### Objectif 1:
Citez le passage du document sur les poèmes, depuis « Reste Vania Vargas, celle » jusqu'à « la longue ! » inclus.

### Document:
---*---

Sentiment de vertige, que confirment et approfondissent
les toutes dernières lignes, dont je ne dirais rien, pour passer plus
brièvement au second poème, que je nommerai « C’est un lieu commun ». D’apparence moins complexe, il est
simplement superbe dans son évocation de ceux dont tout l’effort consiste à
survivre jour après jour, qui voient « en
rêve des chaussures neuves/des chaussettes propres/pour des pieds qui ne
saignent plus » et s’accrochent tant bien que mal car « c’est un lieu commun de mourir tous/les
jours ».
J’ai parlé des deux poèmes qui m’ont le
plus touché, mais les trois derniers poèmes de Julio Serrano Echeverria – « La
leçon », « L’ocote », « Nous comprenons grâce aux cartes de
géographie »–, où se mêlent l’autobiographique et le politique, sont
également remarquables.
Reste Vania Vargas, celle que je préfère,
pour le ton qui est le sien… Car les
convulsions poétiques, les cris ou « les
ovaires » qui volent en éclats, peuvent lasser à la longue !

---*---

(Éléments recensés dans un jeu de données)

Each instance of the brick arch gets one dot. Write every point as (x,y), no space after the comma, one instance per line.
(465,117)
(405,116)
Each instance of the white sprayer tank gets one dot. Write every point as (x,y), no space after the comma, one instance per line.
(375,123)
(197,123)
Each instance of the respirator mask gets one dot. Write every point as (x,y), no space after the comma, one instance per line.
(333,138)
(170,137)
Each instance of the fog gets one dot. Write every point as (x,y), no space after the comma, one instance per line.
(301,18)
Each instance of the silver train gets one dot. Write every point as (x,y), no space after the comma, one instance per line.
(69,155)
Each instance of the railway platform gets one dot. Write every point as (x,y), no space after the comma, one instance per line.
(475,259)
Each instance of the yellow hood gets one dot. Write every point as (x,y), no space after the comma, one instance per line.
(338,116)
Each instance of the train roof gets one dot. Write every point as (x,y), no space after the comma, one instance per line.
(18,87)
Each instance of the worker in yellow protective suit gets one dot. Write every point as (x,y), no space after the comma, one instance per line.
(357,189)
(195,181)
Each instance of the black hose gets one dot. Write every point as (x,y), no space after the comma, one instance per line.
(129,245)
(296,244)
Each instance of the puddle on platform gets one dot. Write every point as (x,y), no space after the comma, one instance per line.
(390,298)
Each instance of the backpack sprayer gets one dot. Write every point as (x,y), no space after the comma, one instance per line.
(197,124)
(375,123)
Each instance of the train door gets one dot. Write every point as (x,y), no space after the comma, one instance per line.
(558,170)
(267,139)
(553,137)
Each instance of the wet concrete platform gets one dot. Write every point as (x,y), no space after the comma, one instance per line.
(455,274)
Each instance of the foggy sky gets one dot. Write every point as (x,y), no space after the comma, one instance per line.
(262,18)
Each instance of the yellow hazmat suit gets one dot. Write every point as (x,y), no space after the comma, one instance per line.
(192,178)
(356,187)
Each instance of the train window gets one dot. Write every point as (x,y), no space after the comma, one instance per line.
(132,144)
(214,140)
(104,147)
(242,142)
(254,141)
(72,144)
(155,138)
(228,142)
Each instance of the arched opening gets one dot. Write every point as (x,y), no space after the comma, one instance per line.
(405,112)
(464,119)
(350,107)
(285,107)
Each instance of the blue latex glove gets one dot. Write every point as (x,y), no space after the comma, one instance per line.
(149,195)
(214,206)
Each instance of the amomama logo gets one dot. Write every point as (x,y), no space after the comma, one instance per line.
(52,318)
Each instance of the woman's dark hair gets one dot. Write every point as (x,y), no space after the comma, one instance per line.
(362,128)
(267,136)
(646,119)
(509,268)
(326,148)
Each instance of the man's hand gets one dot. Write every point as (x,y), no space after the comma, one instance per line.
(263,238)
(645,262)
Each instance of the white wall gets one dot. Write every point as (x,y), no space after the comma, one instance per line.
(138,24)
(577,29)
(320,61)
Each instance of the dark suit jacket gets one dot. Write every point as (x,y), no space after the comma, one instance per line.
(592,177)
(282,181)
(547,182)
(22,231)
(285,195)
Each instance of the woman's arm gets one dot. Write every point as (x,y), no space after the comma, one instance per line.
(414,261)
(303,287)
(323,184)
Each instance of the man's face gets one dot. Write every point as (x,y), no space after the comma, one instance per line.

---*---

### Objectif 2:
Relevez chaque ligne des données qui contient la chaîne « woman », en tenant compte de la casse.

### Réponse 1:
Reste Vania Vargas, celle que je préfère,
pour le ton qui est le sien… Car les
convulsions poétiques, les cris ou « les
ovaires » qui volent en éclats, peuvent lasser à la longue !

### Réponse 2:
Each instance of the woman's dark hair gets one dot. Write every point as (x,y), no space after the comma, one instance per line.
Each instance of the woman's arm gets one dot. Write every point as (x,y), no space after the comma, one instance per line.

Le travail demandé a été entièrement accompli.